**PASSAGE SHOWN**
Baasha, the northern king, annihilated all of Jeroboam’s family. This act fulfilled Ahijah’s prophecy against Jeroboam Which He spoke by His servant Ahijah the Shilonite (14:9 11). However, Baasha went beyond the words of the prophecy (since 14:10 specified judgment only on every male), while Baasha killed all men, women and children. Baasha had no intention of fulfilling prophecy however. He did it out of greed, not to please God, or anyone other than himself. The prophecy was pertaining to Jeroboam. This epitaph for wicked Jeroboam of Israel follows through the history of the northern kingdom relentlessly as the standard of sin by which judgment fell on the successive kings (see 15:34; 16:2, 19, 31; 22:52; 2 Kings 3:3; 10:29, 31; 13:2, 11; 14:24; 15:9, 18, 24, 28). Because of the sins of Jeroboam which he sinned, and which he made Israel sin, because of his provocation with which he provoked the Lord God of Israel to anger v 30.

PT: People we know like Baasha seem to thrive on creating problems for people. Motivated by greed or rage or jealousy they rampage through people’s lives creating chaotic circumstances that at best can only be contained or controlled so the damage does not spill over any further. The Bible calls this the life of the flesh where the mind set on the flesh is death… because the mind set on the flesh is hostile toward God; for it does not subject itself to the law of God, for it is not even able to do so, and those who are in the flesh cannot please God (Romans 8:6-8).

—Even James warns that God will intervene in a believer’s life to prematurely take them to heaven if a sinning believer does not repent. My brethren, if any among you strays from the truth and one turns him back, let him know that he who turns a sinner from the error of his way will save his soul from death and will cover a multitude of sins (James 5:19-20). Sin is a serious error with dire consequences for unbeliever and believer.

**TASK A**
In the commentary on Baasha, whose prophecy did Baasha's destruction of Jeroboam's family fulfill?
**TASK B**
Using the commentary on Baasha, explain why it says Baasha went beyond the words of the prophecy.
**TASK C**
Please say whether each statement agrees with the commentary on Baasha: (i) Baasha killed Jeroboam's family to please God; (ii) the commentary cites Romans 8:6-8 to describe the life of the flesh; (iii) the commentary says sin has dire consequences only for unbelievers.

**DATA SHOWN**
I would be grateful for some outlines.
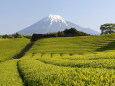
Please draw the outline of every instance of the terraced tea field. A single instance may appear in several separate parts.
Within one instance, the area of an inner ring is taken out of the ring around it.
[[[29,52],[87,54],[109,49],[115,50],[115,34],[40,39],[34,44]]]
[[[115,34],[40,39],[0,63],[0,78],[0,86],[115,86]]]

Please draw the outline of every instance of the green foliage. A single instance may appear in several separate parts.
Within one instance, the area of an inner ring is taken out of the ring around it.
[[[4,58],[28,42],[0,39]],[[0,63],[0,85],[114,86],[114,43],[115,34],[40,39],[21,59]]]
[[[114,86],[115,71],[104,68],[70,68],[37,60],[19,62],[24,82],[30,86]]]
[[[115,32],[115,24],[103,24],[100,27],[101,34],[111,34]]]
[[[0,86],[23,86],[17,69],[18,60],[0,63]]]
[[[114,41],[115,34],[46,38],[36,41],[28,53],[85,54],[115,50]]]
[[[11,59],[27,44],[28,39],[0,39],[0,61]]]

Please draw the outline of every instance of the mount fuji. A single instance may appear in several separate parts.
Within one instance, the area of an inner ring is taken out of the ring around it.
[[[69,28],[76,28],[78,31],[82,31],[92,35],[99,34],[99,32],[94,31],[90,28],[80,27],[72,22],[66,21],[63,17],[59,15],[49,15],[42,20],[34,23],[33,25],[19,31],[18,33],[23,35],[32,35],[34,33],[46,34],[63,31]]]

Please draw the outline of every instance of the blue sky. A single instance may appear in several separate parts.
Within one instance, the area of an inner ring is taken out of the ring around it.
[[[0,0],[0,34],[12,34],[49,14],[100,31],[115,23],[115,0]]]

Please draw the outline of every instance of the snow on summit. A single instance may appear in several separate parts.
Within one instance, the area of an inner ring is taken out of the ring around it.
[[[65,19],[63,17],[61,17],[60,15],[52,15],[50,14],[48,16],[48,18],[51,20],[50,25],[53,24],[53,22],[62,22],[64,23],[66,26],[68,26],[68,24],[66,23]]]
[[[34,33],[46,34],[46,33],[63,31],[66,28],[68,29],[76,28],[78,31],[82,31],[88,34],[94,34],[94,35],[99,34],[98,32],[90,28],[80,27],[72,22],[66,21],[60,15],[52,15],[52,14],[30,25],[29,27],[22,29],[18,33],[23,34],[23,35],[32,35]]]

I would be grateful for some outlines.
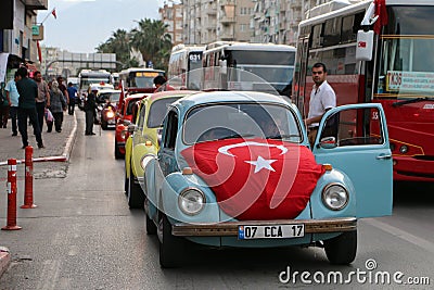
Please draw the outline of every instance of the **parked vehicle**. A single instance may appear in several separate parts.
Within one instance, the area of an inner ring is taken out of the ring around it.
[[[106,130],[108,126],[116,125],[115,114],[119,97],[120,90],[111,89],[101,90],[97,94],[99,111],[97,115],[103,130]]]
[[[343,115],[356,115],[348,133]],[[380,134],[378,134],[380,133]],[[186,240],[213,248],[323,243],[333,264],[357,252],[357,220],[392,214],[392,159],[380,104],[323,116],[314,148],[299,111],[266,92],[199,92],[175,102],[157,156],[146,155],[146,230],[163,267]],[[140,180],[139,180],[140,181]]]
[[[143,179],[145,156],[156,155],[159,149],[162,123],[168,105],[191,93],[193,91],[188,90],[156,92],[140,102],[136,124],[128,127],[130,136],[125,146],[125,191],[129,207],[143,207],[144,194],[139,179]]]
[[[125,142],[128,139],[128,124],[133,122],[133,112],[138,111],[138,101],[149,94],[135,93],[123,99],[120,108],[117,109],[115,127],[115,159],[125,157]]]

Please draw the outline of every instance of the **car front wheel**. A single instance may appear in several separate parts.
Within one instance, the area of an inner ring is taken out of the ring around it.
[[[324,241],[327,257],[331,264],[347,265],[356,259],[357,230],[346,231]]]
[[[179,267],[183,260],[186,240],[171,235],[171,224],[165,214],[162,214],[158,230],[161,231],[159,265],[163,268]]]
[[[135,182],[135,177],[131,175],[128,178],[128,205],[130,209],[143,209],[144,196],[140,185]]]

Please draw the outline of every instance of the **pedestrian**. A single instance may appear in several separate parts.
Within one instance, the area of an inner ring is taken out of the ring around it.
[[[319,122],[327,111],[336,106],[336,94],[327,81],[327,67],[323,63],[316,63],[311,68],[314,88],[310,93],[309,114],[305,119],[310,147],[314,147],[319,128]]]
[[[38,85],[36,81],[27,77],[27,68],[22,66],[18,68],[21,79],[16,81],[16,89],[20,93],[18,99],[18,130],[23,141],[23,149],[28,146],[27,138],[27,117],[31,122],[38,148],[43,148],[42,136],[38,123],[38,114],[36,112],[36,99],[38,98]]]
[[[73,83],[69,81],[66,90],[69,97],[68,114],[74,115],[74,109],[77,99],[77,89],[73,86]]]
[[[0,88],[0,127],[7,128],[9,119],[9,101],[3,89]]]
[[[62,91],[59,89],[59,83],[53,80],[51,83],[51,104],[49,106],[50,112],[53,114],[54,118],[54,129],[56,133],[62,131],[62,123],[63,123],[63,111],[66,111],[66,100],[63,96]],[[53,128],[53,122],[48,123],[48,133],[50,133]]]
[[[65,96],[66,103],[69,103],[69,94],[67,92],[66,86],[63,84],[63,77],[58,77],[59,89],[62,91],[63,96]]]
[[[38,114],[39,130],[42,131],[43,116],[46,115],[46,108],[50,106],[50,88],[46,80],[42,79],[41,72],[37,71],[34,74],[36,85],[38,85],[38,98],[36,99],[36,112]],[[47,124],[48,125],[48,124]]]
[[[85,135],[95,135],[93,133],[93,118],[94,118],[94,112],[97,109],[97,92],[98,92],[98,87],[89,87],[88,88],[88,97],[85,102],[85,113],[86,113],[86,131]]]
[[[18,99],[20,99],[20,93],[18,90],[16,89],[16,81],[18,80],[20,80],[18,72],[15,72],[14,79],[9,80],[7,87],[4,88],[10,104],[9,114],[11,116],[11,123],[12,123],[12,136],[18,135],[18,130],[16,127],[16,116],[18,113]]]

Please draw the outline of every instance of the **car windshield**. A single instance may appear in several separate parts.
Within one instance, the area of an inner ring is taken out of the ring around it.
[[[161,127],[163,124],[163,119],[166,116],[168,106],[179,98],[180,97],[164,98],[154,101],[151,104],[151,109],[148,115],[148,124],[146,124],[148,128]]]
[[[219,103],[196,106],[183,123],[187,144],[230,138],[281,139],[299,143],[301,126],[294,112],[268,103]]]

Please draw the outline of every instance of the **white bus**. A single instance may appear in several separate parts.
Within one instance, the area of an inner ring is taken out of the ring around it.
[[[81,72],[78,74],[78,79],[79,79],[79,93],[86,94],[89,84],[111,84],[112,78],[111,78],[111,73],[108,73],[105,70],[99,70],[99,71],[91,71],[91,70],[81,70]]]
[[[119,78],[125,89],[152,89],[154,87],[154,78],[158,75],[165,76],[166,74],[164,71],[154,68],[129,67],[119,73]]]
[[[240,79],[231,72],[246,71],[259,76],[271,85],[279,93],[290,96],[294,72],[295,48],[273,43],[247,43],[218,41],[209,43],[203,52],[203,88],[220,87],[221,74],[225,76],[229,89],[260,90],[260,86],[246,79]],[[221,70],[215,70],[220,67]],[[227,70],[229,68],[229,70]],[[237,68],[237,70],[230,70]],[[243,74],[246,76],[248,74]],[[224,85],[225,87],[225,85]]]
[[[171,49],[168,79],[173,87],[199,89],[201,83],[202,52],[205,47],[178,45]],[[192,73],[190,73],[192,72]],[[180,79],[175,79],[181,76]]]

* * *

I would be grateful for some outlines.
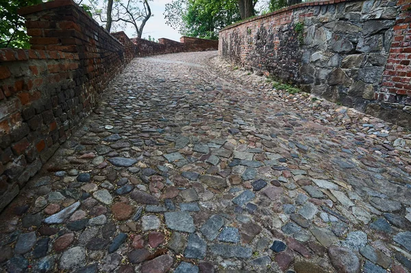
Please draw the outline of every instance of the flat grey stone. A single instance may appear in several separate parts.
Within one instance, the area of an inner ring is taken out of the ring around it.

---

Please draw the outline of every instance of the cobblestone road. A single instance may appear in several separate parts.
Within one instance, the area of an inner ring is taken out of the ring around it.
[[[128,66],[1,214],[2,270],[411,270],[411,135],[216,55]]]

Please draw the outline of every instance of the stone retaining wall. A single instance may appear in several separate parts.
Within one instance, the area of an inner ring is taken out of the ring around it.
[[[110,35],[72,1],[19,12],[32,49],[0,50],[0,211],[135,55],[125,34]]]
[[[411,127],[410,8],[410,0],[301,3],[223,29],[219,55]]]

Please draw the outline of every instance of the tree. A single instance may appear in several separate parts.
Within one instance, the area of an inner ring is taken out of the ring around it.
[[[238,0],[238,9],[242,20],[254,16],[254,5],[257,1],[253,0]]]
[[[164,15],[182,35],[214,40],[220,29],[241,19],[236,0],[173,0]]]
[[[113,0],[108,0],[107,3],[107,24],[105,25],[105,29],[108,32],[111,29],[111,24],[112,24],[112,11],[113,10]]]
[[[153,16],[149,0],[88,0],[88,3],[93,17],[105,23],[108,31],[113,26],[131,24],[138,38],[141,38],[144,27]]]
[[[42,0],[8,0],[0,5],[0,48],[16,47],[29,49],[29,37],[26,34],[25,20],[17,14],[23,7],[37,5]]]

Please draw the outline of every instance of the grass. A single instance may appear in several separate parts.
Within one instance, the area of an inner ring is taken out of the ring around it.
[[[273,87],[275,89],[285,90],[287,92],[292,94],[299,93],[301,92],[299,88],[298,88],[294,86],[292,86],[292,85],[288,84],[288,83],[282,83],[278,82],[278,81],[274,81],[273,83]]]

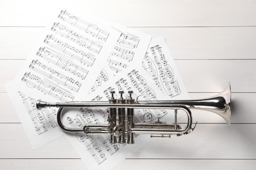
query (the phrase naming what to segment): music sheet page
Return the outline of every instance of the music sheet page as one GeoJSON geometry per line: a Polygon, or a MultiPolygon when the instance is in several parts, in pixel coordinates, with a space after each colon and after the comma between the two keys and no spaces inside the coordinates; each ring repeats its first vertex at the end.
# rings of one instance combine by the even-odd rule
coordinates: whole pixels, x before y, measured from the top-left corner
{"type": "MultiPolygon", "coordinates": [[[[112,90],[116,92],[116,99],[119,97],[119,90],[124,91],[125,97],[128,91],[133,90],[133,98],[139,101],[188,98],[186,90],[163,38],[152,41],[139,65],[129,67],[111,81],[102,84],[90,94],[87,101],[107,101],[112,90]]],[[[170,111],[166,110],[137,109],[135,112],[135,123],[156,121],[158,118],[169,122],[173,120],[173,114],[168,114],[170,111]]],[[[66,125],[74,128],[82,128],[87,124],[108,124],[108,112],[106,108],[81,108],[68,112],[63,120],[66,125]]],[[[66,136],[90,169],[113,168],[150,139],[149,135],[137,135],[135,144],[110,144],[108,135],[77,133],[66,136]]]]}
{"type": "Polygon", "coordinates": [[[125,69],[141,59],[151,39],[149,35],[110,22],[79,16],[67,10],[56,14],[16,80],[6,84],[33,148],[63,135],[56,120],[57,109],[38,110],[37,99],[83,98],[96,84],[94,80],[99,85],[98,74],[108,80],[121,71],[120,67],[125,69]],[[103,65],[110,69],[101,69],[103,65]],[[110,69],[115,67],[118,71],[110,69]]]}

**WRITTEN SOLUTION A**
The prophecy of Ahijah the Shilonite.

**WRITTEN SOLUTION B**
The prophecy in 14:10 specified judgment only on every male. Baasha instead killed all men, women and children.

**WRITTEN SOLUTION C**
(i) No: "He did it out of greed, not to please God, or anyone other than himself."
(ii) Yes: "The Bible calls this the life of the flesh" … "(Romans 8:6-8)."
(iii) No: "Sin is a serious error with dire consequences for unbeliever and believer."